START

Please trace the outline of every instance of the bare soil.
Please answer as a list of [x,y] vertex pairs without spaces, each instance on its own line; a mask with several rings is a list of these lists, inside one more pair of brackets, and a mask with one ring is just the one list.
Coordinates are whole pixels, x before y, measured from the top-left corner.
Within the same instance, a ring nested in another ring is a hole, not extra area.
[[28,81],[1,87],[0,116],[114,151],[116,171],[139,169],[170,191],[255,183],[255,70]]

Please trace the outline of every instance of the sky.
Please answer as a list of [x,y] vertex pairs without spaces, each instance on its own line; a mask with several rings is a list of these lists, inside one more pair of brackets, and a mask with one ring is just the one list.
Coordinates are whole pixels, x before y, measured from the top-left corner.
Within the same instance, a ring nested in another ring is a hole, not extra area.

END

Given instruction: Write out every one of the lines above again, word for word and in the same order.

Response:
Please trace the outline of every instance of the bare soil.
Please answer as a list of [x,y] vertex pairs without spaces, each instance on its own line; a mask with several rings is a list of these lists, inside one more pair of brackets, and a mask with one ring is just the one list.
Coordinates are whole pixels, x before y, measured from the top-left corner.
Within the same instance, a ring nested in another ring is a hole, not extra area.
[[28,81],[1,87],[0,116],[114,151],[116,171],[139,169],[170,191],[255,183],[255,70]]

Please trace the outline of every instance of the sky.
Please answer as a list of [x,y] vertex pairs without spaces, each instance on its own line; a mask with several rings is a list of these lists, inside one more pair of brackets, and a mask with one ring is just the one list.
Coordinates are whole pixels, x before y, measured from the top-left corner.
Within the same instance, a ring nested in another ring is a hole, not extra area.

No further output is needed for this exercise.